━━ EXCERPT

In a Sept. 23 column for the Hankyoreh, freelance contributor Park Ga-bun said Ahn was "someone like Lee Myung-bak with a human face in the way he reduces politics to 'rational administration.'"

The comparisons are twofold. First, some observers are saying Ahn bears similarities to Lee in his identity and political style. The argument is that Ahn, as someone who has used his corporate CEO credentials as a springboard into politics and emphasized economic growth and national security, differs little from Lee in his basic conservatism, but that he also qualifies the growth as "embracing" and says he plans to complement his security approach by opening a window for dialogue with North Korea. In other words, a kinder, gentler version of Lee.

Other observers are positing that if materialist hopes for growth and personal success are what propelled Lee to the presidency in 2007, those hopes are represented by Ahn's popularity after 5 years of the Lee Administration. In other words, displeasure with Lee and his failure over the past five years to do anything about the establishment's greed and privatization of profits is behind the positive feeling toward Ahn, who advocates "fairness" and "justice" alongside competition.

Ahn's emergence and rise as a politician does indeed recall Lee's 2007 candidacy for the Grand National Party (former NFP). In 1995, Ahn founded the security software provider AhnLab, where he served as CEO for ten years. Lee was president of Hyundai Engineering & Construction. In both cases, success as a corporate manager was a powerful boost in their steps toward the presidency.

The "simple fact" of similar origins is not simple at all, since it goes some way in defining their basic stance on politics. In his book "Ahn Cheol-soo's Thoughts," Ahn interpreted his own popularity as "the desire to overcome the things that come across to people as the 'ancien regime' and to develop 'values of the future' that give people hope." He summed up the South Korean political landscape as a clash between old and new values and framed himself as the one detecting the new ones. In this, his approach resembled the one used five years ago by Lee, who positioned "Yeouido [" as the status quo and himself as the fresh new option.

The way the two men seem to view politics and statecraft as an extension of administration and corporate management also appears tied in with their experience. Before the Seoul mayoral by-election last October, Ahn commented that administration is the essence of politics. Similarly, Lee derided politics as inefficient and demanded an "entrepreneurial mind-set" from public servants early on in his term.

━━━━
━━ GIVEN INFORMATION

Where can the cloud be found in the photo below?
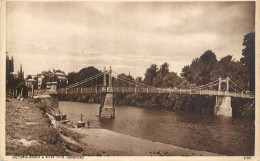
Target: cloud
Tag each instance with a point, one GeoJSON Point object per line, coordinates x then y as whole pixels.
{"type": "Point", "coordinates": [130, 36]}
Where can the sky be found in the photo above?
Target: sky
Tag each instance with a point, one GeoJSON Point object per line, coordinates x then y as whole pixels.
{"type": "Point", "coordinates": [129, 36]}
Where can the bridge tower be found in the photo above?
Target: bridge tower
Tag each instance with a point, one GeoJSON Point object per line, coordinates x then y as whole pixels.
{"type": "Point", "coordinates": [223, 102]}
{"type": "Point", "coordinates": [107, 108]}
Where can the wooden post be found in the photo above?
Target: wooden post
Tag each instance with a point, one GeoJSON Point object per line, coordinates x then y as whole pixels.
{"type": "Point", "coordinates": [195, 111]}
{"type": "Point", "coordinates": [113, 103]}
{"type": "Point", "coordinates": [227, 89]}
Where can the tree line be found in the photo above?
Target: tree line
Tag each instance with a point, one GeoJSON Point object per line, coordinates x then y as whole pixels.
{"type": "Point", "coordinates": [202, 70]}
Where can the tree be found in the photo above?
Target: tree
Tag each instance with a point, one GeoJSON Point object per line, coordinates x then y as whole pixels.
{"type": "Point", "coordinates": [248, 58]}
{"type": "Point", "coordinates": [150, 75]}
{"type": "Point", "coordinates": [199, 71]}
{"type": "Point", "coordinates": [29, 77]}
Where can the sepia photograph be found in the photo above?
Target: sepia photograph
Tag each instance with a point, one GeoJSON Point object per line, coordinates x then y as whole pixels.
{"type": "Point", "coordinates": [129, 78]}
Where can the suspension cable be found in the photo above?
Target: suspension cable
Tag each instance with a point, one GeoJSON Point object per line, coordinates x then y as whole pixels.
{"type": "Point", "coordinates": [84, 81]}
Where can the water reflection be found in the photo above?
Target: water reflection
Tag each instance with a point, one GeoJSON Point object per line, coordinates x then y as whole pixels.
{"type": "Point", "coordinates": [224, 135]}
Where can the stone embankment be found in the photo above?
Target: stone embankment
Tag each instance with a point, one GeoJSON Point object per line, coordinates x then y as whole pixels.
{"type": "Point", "coordinates": [30, 131]}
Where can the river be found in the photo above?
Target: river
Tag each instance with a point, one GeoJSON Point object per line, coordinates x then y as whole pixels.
{"type": "Point", "coordinates": [218, 134]}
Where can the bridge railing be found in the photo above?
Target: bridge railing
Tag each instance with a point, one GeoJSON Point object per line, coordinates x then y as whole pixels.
{"type": "Point", "coordinates": [151, 90]}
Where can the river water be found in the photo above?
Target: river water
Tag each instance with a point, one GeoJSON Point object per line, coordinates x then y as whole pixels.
{"type": "Point", "coordinates": [218, 134]}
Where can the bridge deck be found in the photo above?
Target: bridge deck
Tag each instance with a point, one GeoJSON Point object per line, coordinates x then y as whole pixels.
{"type": "Point", "coordinates": [145, 90]}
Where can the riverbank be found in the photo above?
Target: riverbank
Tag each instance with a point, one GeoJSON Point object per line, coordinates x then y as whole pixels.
{"type": "Point", "coordinates": [106, 142]}
{"type": "Point", "coordinates": [29, 131]}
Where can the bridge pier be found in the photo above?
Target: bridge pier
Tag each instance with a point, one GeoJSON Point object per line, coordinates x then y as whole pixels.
{"type": "Point", "coordinates": [223, 103]}
{"type": "Point", "coordinates": [107, 108]}
{"type": "Point", "coordinates": [223, 106]}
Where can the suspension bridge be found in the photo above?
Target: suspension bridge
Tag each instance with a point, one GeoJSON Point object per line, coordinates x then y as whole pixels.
{"type": "Point", "coordinates": [223, 93]}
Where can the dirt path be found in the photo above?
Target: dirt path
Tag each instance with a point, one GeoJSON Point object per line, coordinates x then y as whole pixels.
{"type": "Point", "coordinates": [28, 130]}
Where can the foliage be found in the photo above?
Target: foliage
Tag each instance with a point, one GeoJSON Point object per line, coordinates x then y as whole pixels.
{"type": "Point", "coordinates": [248, 58]}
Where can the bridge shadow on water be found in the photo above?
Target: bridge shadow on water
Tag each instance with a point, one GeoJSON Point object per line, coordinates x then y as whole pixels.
{"type": "Point", "coordinates": [218, 134]}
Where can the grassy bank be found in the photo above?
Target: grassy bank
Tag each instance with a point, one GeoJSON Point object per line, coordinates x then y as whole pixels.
{"type": "Point", "coordinates": [28, 130]}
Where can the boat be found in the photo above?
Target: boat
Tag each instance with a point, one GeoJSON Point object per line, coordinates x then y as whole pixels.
{"type": "Point", "coordinates": [80, 123]}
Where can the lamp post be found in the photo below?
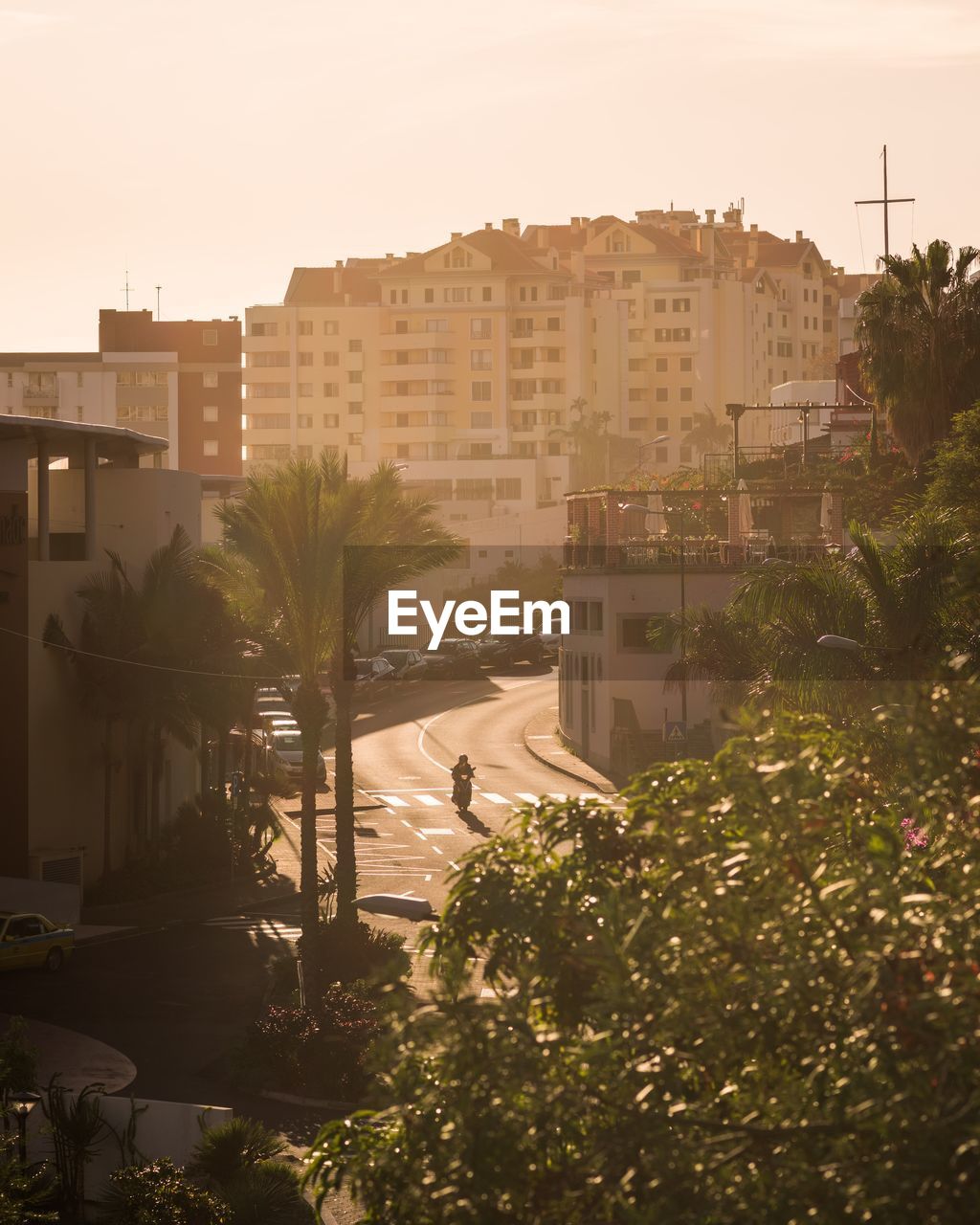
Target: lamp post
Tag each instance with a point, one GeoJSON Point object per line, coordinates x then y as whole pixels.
{"type": "Point", "coordinates": [22, 1102]}
{"type": "Point", "coordinates": [646, 510]}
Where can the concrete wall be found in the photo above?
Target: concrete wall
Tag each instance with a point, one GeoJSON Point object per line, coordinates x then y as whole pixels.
{"type": "Point", "coordinates": [165, 1128]}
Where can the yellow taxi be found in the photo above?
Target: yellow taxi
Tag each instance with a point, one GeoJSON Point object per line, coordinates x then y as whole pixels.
{"type": "Point", "coordinates": [32, 940]}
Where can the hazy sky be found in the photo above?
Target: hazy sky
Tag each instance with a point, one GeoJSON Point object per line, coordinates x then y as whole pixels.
{"type": "Point", "coordinates": [212, 145]}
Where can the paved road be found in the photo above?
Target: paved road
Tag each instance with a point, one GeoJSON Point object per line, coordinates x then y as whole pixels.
{"type": "Point", "coordinates": [174, 998]}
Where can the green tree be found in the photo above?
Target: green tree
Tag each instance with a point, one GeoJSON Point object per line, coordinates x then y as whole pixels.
{"type": "Point", "coordinates": [750, 996]}
{"type": "Point", "coordinates": [905, 604]}
{"type": "Point", "coordinates": [954, 472]}
{"type": "Point", "coordinates": [918, 332]}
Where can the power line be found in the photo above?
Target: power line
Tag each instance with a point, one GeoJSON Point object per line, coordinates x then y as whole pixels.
{"type": "Point", "coordinates": [138, 663]}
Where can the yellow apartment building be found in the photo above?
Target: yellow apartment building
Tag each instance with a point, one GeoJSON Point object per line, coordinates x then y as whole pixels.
{"type": "Point", "coordinates": [462, 363]}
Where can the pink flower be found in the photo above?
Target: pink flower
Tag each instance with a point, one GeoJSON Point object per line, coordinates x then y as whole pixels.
{"type": "Point", "coordinates": [914, 835]}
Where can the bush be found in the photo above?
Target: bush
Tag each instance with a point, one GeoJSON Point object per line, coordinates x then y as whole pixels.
{"type": "Point", "coordinates": [319, 1057]}
{"type": "Point", "coordinates": [158, 1193]}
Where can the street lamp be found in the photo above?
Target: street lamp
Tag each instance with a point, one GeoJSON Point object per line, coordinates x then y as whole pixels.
{"type": "Point", "coordinates": [680, 511]}
{"type": "Point", "coordinates": [22, 1102]}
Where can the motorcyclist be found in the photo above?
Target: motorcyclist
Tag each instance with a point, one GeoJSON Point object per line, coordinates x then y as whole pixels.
{"type": "Point", "coordinates": [462, 787]}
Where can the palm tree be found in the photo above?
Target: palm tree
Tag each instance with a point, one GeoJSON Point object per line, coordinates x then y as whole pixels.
{"type": "Point", "coordinates": [280, 568]}
{"type": "Point", "coordinates": [138, 653]}
{"type": "Point", "coordinates": [394, 538]}
{"type": "Point", "coordinates": [918, 332]}
{"type": "Point", "coordinates": [906, 605]}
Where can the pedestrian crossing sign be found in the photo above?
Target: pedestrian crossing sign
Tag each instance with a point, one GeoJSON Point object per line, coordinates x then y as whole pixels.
{"type": "Point", "coordinates": [675, 733]}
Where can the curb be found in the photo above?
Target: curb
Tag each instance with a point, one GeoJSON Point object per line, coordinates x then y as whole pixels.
{"type": "Point", "coordinates": [563, 769]}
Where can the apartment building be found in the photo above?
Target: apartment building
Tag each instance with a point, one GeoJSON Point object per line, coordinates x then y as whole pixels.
{"type": "Point", "coordinates": [459, 363]}
{"type": "Point", "coordinates": [176, 381]}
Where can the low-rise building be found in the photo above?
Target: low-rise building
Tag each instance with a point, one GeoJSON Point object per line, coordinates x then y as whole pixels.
{"type": "Point", "coordinates": [70, 491]}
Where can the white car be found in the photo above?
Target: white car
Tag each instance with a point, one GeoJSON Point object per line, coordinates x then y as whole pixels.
{"type": "Point", "coordinates": [287, 746]}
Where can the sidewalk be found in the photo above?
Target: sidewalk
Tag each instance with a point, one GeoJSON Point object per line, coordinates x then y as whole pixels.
{"type": "Point", "coordinates": [542, 742]}
{"type": "Point", "coordinates": [204, 902]}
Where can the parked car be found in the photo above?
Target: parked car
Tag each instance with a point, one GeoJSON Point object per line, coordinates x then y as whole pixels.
{"type": "Point", "coordinates": [410, 665]}
{"type": "Point", "coordinates": [503, 652]}
{"type": "Point", "coordinates": [287, 747]}
{"type": "Point", "coordinates": [32, 940]}
{"type": "Point", "coordinates": [375, 678]}
{"type": "Point", "coordinates": [452, 659]}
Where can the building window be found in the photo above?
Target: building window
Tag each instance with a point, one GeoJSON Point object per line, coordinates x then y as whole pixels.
{"type": "Point", "coordinates": [634, 634]}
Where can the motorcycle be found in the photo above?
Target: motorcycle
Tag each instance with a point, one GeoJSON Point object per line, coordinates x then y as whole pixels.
{"type": "Point", "coordinates": [462, 792]}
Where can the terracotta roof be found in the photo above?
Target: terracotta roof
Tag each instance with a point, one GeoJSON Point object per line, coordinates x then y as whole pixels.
{"type": "Point", "coordinates": [506, 254]}
{"type": "Point", "coordinates": [319, 287]}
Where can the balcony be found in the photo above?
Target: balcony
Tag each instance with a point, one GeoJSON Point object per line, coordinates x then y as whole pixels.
{"type": "Point", "coordinates": [40, 397]}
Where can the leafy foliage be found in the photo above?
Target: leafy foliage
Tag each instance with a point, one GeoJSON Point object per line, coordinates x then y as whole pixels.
{"type": "Point", "coordinates": [918, 332]}
{"type": "Point", "coordinates": [158, 1192]}
{"type": "Point", "coordinates": [745, 997]}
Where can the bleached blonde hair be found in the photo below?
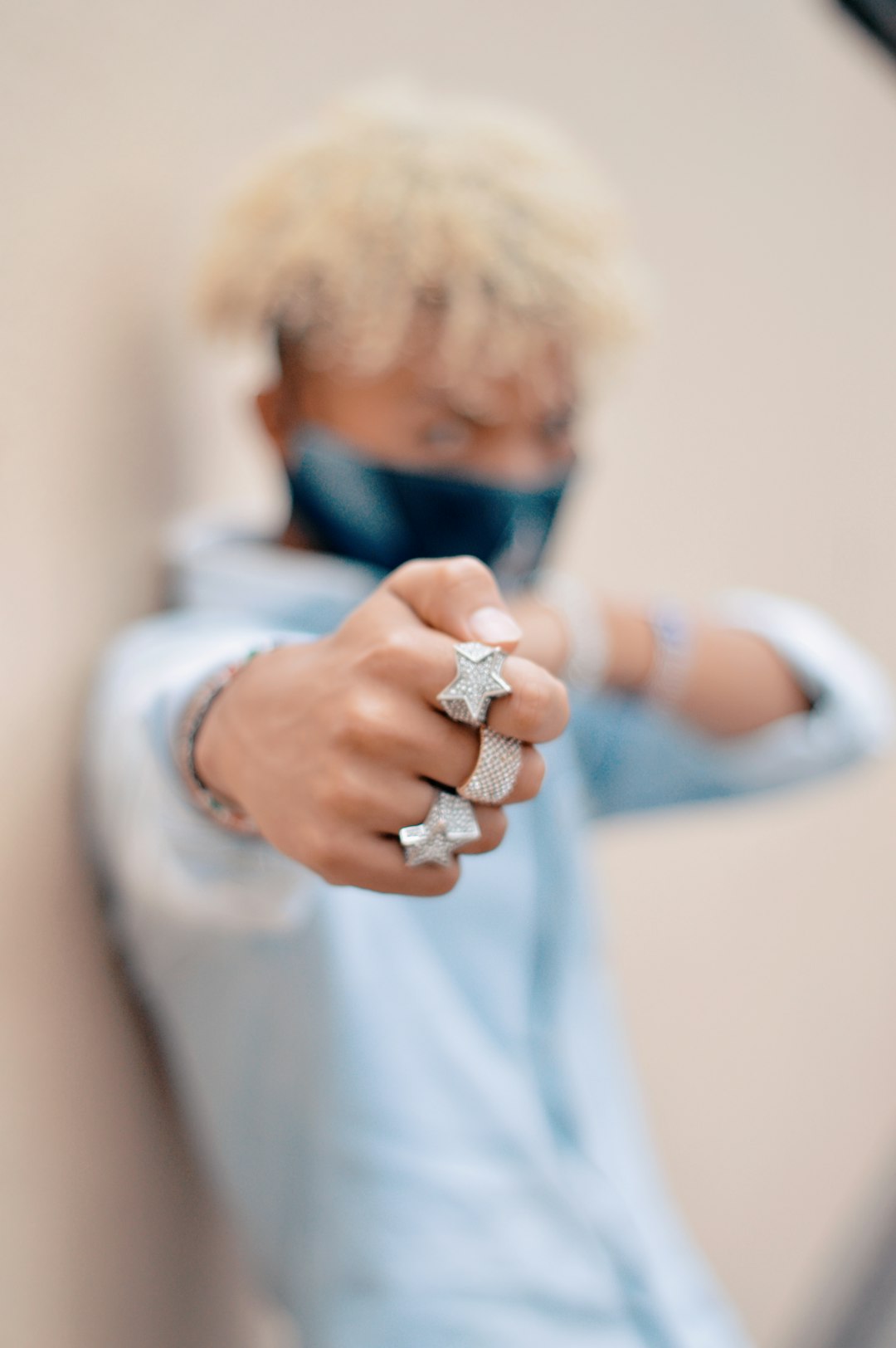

━━━━

> GOAL OF THE EXERCISE
Please summarize the excerpt on Ahn and Lee in two sentences. The items have no connection to the excerpt on Ahn and Lee.

> ANSWER FOR THIS EXERCISE
Observers compare Ahn to Lee Myung-bak: some see him as a kinder, gentler version of Lee in identity and political style, and others tie Ahn's popularity to displeasure with Lee's five years in office. Both men rose toward the presidency on corporate success, both cast themselves as the new option against an old order, and both appear to view politics as an extension of administration and corporate management.